**Ce qu'il faut faire**:
Réécrivez le passage de l'extrait compris entre « La Fontaine à » et « dans une tragédie? », inclus, en remplaçant « vengeance » par « rancune ».

**** Extrait ****

On trouva quelques beautés dans l'Idoménée, mais elle n'est point restée au théâtre; l'intrigue en était faible et commune, la diction lâche, et toute l'économie de la pièce trop moulée sur ce grand nombre de tragédies languissantes qui ont paru sur la scène, et qui ont disparu.

ATRÉE.

En 1707 il donna Atrée, qui eut beaucoup plus de succès. On la joua dix-huit fois. Elle avait un caractère plus fier et plus original. Le cinquième acte parut trop horrible. Il ne l'est cependant pas plus que le cinquième de Rodogune; car certainement Cléopatre, en assassinant un de ses fils, et en présentant du poison à l'autre, n'ayant à se plaindre d'aucun des deux, commet une action bien plus atroce que celle d'Atrée, à qui son frère a enlevé sa femme. Ce n'est donc point parce que la coupe pleine de sang est une chose horrible qu'on ne joue plus cette pièce; au contraire, cet excès de terreur frapperait beaucoup de spectateurs, et les remplirait de cette sombre et douloureuse attention qui fait le charme de la vraie tragédie; mais le grand défaut d'Atrée, c'est que la pièce n'est pas intéressante. On ne prend aucune part à une vengeance affreuse, méditée de sang-froid, sans aucune nécessité. Un outrage fait à Atrée, il y a vingt ans, ne touche personne; il faut qu'un grand crime soit nécessaire, et il faut qu'il soit commis dans la chaleur du ressentiment. Les anciens connurent. bien mieux le cœur humain que ce moderne, quand ils représentèrent la vengeance d'Atrée suivant de près l'injure.

L'auteur tombe encore dans le défaut tant reproché aux modernes, celui d'un amour insipide. Ce qui a achevé de dégoûter à la longue de cette pièce, c'est l'incorrection du style. Il y a beaucoup de solécismes et de barbarismes, et encore plus d'expressions impropres. Dès les deux premiers vers il pèche contre la langue et contre la raison.

Avec l'éclat du jour je vois enfin paraître

L'espoir et la douceur de me venger d'un traître.

Comment voit-on paraître un espoir avec l'éclat du jour? comment voit-on paraître la douceur? Le plus grand défaut de son style consiste dans des vers boursouflés, dans des sentences qui sont toujours hors de la nature :

Je voudrais me venger, fût-ce même des dieux :

Du plus puissant de tous j'ai reçu la naissance;

Je le sens au plaisir que me fait la vengeance. (I, III.)

La Fontaine à dit aussi heureusement que plaisamment: ....Je sais que la vengeance

Est un morceau de roi; car vous vivez en dieux.

Mais une telle idée peut-elle entrer dans une tragédie?

Thyeste y raconte un songe qui n'est au fond qu'un amas d'images incohérentes, une déclamation absolument inutile au nœud de la pièce : à quoi sert

Un songe

Une ombre qui perce la terre? (II, II.)

Qui finit par un coup de tonnerre?

Ce sont de grands mots qui étourdissent les oreilles. « Les songes de la nuit qui ne se dissipent que par le jour qui les suit, sont d'infortunés présages qui asservissent son âme à de tristes images. » Tout cela n'est ni bien écrit ni bien pensé.

**** Données enregistrées ****

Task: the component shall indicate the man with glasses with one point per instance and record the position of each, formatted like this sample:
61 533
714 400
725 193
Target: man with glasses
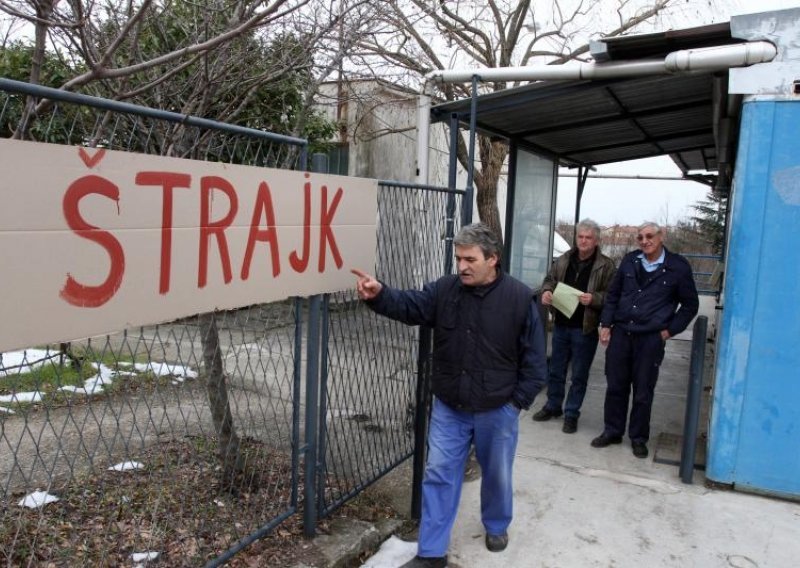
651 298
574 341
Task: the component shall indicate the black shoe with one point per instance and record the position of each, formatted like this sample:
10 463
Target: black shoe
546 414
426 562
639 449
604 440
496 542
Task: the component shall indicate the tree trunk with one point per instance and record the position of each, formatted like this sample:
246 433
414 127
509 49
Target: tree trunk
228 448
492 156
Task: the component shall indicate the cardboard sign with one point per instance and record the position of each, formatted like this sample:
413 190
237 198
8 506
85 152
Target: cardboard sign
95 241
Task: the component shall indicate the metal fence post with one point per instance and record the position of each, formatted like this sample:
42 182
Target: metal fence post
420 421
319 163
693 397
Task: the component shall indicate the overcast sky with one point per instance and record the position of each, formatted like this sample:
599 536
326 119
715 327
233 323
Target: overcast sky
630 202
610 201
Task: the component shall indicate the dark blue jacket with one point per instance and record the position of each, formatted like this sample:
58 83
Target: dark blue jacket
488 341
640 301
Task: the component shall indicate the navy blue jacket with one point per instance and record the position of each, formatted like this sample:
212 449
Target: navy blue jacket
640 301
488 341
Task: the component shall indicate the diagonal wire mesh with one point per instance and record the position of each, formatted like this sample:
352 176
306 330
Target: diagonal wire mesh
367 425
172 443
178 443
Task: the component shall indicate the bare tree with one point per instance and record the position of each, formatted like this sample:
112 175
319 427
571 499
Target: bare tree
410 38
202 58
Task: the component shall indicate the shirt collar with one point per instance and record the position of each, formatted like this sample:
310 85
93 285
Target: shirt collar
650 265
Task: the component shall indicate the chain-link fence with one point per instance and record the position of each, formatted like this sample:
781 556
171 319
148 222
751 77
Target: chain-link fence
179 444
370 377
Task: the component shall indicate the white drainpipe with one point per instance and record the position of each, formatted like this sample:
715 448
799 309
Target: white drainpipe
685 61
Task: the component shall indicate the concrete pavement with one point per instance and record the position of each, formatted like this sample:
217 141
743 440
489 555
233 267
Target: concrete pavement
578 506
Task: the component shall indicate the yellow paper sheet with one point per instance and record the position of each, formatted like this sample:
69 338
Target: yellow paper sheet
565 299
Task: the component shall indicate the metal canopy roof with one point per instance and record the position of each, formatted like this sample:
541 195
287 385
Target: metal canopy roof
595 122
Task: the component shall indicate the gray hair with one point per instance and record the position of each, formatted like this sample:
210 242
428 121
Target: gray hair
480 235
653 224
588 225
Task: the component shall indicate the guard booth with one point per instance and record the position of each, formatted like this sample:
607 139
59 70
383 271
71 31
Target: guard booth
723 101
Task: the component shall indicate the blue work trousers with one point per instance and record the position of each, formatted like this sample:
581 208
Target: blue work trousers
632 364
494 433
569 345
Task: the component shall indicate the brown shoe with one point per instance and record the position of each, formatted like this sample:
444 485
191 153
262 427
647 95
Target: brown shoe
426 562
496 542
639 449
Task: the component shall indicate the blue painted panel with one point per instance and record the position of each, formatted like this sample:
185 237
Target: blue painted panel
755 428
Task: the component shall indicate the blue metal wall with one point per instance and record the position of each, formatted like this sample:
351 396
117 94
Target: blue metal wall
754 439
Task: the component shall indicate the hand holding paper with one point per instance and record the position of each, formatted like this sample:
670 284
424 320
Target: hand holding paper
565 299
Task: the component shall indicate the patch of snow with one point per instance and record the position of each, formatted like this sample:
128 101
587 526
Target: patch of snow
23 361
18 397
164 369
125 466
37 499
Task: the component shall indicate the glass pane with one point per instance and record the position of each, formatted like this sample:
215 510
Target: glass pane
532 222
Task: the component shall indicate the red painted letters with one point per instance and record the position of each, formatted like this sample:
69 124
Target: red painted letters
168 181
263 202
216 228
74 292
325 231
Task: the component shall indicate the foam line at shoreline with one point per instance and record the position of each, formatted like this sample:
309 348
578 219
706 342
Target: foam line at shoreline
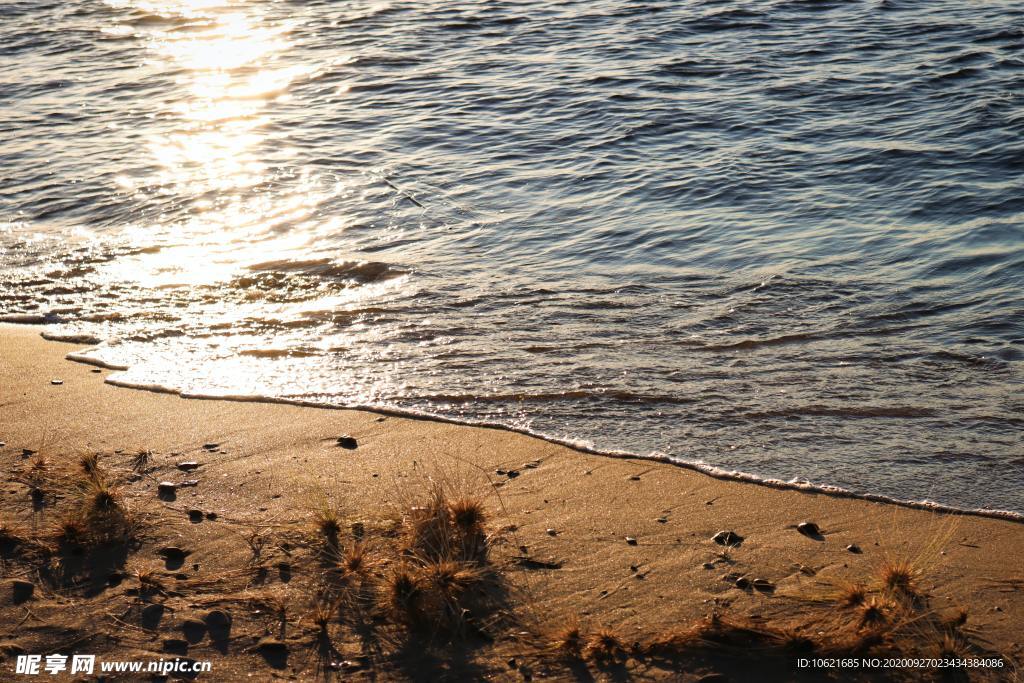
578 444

****
**** Données enregistrées ****

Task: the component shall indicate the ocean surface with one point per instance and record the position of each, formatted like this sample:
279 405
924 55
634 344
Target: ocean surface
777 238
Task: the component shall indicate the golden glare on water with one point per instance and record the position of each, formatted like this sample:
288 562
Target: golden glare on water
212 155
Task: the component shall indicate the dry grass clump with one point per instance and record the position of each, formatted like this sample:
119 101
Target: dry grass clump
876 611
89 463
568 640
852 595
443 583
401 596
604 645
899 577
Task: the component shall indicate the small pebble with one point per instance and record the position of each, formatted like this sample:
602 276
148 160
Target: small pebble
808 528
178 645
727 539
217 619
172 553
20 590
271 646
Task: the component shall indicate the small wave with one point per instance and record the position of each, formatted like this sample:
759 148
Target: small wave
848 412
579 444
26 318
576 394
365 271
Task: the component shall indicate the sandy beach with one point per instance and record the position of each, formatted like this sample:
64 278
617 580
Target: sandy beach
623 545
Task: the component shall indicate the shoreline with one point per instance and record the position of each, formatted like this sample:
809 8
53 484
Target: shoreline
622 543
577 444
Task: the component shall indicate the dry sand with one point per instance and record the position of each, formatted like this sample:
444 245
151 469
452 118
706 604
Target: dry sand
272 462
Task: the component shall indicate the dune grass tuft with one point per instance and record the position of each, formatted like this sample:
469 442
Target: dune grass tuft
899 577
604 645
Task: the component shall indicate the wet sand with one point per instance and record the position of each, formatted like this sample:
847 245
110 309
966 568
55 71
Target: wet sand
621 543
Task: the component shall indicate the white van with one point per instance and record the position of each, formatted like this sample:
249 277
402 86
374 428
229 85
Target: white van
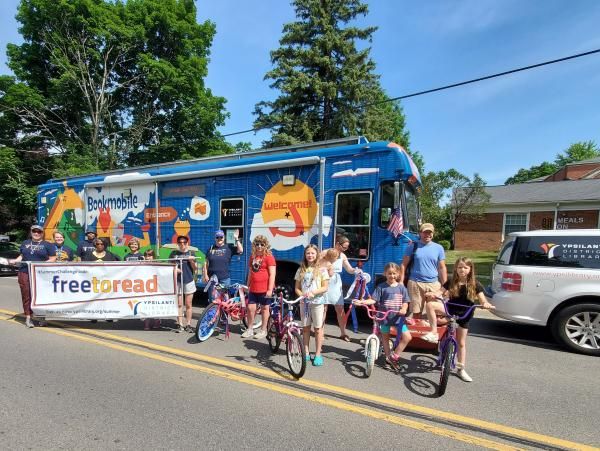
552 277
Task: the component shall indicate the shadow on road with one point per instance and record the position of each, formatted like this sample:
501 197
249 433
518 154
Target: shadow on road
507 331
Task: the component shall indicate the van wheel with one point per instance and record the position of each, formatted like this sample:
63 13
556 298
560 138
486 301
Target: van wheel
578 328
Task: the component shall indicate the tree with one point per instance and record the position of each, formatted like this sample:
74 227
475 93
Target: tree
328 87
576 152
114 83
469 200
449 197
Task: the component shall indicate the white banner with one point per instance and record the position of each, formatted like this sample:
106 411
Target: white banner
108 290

****

**Corrigé**:
La Fontaine à dit aussi heureusement que plaisamment: ....Je sais que la rancune

Est un morceau de roi; car vous vivez en dieux.

Mais une telle idée peut-elle entrer dans une tragédie?